* **What is expected**
Rewrite the items below with "player" changed to "athlete" and everything else left as it is. Omit the pictures from your answer.

* **Raw records**
========================================================================
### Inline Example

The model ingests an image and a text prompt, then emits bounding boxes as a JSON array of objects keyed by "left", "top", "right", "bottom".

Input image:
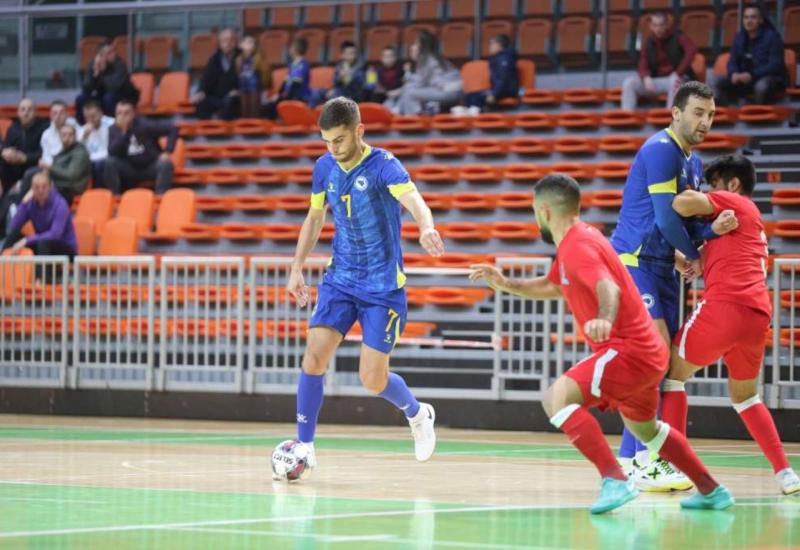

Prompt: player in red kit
[
  {"left": 470, "top": 174, "right": 734, "bottom": 514},
  {"left": 662, "top": 155, "right": 800, "bottom": 496}
]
========================================================================
* **Answer in full**
### Inline Example

The model ingests an image and a text prompt, then emits bounding boxes as a JSON array of objects keyed by "left", "top", "right", "bottom".

Input image:

Prompt: athlete in red kit
[
  {"left": 470, "top": 174, "right": 734, "bottom": 514},
  {"left": 662, "top": 155, "right": 800, "bottom": 496}
]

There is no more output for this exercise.